───── RAW DATA

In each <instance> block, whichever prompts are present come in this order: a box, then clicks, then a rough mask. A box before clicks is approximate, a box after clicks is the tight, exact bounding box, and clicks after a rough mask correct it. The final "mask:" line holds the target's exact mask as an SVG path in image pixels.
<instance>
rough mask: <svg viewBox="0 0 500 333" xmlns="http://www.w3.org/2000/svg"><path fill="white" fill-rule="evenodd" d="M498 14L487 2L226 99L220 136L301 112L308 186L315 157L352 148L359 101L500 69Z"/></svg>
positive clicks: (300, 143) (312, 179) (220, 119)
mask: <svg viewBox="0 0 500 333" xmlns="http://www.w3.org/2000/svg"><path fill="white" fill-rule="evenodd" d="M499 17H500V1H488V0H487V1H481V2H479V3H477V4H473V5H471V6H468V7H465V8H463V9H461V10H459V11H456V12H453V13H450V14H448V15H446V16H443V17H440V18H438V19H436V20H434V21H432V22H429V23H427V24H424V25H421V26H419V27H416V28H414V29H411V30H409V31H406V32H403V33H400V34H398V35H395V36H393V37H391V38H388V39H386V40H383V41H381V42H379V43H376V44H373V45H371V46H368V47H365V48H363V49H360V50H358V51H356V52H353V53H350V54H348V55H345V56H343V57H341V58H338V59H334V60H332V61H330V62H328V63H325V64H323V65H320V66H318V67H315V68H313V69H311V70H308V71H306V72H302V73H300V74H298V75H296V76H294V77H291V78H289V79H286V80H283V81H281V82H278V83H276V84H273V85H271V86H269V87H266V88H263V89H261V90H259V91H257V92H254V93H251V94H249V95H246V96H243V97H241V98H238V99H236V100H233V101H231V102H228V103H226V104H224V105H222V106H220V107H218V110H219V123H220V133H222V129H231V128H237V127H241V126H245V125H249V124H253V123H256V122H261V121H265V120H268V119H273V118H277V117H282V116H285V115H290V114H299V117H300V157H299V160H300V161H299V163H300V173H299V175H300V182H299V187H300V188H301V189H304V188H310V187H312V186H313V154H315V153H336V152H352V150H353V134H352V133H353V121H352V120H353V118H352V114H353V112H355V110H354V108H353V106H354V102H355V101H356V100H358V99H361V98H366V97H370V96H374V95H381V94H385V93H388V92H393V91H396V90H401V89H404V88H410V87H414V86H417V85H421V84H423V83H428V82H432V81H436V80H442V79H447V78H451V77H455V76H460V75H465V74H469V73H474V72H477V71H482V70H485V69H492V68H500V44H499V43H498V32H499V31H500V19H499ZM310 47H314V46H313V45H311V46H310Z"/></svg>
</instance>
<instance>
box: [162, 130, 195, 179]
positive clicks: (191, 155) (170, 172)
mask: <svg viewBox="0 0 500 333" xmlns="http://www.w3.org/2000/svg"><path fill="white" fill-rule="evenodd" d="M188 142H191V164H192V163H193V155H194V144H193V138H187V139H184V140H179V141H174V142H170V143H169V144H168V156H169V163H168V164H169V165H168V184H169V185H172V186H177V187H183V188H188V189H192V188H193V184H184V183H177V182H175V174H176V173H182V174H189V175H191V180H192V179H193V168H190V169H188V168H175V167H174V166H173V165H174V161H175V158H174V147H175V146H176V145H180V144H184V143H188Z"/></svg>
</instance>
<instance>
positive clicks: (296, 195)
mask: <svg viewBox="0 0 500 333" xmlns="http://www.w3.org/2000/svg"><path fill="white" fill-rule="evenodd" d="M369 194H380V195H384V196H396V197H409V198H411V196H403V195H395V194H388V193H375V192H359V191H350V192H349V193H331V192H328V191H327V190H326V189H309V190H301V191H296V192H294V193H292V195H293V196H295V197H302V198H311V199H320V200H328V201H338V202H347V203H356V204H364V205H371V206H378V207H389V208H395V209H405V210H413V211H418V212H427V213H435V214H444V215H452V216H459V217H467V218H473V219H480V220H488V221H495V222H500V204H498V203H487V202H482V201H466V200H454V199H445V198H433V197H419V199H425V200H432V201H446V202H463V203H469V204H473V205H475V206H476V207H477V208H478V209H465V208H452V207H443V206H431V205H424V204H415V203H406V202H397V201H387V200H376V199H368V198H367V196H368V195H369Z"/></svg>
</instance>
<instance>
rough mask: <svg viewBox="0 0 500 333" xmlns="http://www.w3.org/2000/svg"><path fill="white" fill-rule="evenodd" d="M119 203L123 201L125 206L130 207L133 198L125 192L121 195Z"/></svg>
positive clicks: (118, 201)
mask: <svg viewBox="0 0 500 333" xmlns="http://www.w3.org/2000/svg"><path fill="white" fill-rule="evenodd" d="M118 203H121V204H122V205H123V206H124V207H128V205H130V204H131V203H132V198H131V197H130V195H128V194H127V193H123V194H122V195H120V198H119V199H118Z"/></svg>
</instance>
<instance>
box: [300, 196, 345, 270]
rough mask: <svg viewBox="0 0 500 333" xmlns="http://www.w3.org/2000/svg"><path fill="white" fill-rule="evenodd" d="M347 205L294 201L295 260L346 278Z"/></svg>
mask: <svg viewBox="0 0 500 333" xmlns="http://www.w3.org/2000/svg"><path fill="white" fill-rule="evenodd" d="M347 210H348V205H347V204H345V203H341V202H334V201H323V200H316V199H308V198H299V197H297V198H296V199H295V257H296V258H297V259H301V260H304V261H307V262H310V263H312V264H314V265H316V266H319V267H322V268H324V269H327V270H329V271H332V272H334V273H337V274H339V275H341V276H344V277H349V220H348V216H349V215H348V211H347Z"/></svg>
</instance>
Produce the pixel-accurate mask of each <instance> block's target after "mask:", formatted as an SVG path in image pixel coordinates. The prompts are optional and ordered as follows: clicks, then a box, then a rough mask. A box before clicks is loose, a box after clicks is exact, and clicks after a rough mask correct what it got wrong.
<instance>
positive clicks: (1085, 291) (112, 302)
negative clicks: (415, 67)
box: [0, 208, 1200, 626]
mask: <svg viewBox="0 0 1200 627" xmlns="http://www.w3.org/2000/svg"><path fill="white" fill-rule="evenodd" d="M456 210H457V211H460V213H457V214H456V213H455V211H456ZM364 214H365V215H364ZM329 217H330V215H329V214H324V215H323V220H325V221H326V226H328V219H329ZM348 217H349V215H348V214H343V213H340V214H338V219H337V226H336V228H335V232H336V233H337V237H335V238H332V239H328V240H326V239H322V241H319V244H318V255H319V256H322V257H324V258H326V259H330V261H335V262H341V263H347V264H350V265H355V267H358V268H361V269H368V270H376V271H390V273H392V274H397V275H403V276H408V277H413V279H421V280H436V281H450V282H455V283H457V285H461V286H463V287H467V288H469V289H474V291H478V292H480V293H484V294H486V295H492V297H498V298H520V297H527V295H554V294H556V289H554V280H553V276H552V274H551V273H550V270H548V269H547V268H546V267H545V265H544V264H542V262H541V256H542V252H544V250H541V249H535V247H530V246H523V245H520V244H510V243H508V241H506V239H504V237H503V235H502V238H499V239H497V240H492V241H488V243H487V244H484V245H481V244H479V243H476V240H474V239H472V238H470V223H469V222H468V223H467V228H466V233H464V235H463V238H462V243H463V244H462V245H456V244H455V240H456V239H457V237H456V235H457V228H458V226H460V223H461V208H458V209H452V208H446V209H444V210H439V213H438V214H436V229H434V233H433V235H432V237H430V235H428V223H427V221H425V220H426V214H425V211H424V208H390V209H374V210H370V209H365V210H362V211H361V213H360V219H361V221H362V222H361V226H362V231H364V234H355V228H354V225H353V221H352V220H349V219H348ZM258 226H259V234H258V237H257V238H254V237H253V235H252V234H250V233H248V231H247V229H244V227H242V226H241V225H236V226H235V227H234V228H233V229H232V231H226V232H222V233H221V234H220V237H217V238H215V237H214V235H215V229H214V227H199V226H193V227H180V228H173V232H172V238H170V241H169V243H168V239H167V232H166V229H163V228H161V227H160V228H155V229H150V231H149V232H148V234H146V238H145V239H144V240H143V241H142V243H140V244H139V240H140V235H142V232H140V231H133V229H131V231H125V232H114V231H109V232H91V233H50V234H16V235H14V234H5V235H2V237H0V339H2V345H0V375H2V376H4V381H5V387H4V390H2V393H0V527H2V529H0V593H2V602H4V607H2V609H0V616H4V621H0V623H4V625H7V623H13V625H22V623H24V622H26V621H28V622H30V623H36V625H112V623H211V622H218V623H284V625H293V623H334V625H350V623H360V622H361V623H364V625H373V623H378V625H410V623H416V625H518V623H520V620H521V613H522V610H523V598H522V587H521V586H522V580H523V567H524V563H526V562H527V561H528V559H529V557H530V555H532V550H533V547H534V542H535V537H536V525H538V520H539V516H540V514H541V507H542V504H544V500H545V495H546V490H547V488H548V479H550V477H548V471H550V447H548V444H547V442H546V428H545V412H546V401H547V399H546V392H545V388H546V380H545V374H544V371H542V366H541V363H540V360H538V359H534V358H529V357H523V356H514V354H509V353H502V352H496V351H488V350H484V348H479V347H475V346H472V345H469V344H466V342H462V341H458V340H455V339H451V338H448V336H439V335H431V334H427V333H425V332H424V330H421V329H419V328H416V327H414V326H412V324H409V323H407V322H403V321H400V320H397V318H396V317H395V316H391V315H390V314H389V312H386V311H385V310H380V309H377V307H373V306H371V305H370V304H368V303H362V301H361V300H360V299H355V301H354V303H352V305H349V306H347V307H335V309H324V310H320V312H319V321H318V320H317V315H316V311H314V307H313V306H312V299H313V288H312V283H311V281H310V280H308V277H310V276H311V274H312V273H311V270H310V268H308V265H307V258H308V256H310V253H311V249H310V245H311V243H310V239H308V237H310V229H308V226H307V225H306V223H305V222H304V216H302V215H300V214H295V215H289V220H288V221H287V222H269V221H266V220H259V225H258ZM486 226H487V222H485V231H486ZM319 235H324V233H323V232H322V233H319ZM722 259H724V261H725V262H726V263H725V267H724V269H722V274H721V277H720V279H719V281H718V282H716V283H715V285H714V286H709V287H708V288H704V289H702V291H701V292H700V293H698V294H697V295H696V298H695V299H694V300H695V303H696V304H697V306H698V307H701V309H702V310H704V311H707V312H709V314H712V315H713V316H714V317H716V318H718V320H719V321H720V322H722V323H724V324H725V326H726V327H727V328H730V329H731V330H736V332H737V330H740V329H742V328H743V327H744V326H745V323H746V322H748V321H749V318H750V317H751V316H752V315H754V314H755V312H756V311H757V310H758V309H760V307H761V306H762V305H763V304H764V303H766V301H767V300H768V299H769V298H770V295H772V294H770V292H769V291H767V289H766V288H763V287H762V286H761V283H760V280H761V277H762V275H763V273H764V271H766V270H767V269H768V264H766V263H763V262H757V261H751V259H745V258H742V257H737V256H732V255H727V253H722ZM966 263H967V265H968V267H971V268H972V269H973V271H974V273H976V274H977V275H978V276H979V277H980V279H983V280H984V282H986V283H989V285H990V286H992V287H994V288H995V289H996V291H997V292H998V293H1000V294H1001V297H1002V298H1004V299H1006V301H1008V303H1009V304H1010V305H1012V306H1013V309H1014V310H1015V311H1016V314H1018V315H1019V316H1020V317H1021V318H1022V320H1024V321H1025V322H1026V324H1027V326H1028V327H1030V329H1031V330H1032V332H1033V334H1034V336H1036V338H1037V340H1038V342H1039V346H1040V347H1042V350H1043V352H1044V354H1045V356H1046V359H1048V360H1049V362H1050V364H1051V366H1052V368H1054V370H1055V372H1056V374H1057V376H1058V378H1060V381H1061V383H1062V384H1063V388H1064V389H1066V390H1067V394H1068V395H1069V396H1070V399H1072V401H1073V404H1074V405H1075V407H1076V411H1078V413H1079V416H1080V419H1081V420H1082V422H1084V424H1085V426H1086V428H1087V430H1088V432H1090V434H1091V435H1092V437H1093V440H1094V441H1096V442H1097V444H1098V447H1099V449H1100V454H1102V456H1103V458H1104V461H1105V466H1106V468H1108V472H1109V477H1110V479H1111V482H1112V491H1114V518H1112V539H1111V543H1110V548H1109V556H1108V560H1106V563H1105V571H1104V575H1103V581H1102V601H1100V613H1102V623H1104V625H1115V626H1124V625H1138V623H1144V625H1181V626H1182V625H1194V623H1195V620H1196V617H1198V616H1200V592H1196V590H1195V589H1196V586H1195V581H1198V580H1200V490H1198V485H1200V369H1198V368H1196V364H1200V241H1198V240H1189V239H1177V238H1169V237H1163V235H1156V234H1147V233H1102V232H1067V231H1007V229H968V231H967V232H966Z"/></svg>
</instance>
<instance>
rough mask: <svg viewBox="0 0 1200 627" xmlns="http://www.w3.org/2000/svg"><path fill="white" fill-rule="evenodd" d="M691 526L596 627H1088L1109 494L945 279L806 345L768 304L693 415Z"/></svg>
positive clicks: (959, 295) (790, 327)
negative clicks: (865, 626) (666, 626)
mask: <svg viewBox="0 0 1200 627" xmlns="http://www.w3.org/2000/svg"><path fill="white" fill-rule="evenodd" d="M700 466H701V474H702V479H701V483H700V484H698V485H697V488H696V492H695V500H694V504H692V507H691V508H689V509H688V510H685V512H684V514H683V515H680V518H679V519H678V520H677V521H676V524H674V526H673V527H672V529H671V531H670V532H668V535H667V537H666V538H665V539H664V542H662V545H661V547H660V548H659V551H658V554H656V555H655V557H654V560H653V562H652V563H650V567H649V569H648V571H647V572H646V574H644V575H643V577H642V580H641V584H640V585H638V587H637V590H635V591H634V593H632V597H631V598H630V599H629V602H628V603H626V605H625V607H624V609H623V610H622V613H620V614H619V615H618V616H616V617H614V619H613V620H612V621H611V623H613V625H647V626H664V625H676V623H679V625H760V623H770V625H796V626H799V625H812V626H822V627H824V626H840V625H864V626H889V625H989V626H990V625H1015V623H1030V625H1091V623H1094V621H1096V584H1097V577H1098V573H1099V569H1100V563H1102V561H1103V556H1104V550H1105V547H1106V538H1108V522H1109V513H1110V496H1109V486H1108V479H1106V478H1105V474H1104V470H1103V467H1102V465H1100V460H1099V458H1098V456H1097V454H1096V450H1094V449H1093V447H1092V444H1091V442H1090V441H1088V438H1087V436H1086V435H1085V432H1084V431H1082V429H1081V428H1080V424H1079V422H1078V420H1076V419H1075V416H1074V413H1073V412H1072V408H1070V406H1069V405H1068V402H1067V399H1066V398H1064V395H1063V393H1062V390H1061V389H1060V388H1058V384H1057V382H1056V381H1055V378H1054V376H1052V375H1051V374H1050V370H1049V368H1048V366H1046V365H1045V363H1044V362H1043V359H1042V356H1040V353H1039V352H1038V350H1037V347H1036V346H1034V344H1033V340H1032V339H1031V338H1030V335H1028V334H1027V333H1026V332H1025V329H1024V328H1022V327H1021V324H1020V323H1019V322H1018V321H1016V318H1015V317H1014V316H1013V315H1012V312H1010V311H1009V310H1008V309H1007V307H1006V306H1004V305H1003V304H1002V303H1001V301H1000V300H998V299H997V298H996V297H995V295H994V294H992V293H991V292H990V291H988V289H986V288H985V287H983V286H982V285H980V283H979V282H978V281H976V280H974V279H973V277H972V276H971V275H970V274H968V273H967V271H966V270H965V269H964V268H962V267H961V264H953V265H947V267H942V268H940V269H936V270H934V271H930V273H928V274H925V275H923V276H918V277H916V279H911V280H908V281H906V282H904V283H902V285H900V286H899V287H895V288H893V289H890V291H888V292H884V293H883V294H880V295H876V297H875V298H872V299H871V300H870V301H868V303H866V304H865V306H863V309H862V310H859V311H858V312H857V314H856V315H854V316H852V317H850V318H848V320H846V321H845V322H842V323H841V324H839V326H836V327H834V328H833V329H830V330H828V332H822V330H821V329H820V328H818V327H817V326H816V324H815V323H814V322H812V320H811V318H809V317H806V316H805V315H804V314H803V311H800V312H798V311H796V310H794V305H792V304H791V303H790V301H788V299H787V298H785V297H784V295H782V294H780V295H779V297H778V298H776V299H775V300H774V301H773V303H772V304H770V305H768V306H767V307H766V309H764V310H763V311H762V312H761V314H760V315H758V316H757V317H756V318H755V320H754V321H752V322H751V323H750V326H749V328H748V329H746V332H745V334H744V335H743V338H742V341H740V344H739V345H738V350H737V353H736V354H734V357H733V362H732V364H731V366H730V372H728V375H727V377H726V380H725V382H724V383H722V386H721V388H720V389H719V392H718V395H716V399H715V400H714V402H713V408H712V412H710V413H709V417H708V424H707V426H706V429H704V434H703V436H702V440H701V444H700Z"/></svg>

──────────

AIM OF THE TASK: How many of the lines above contain the string "positive"? Case counts. Give only the number.

COMPLETED TASK: 6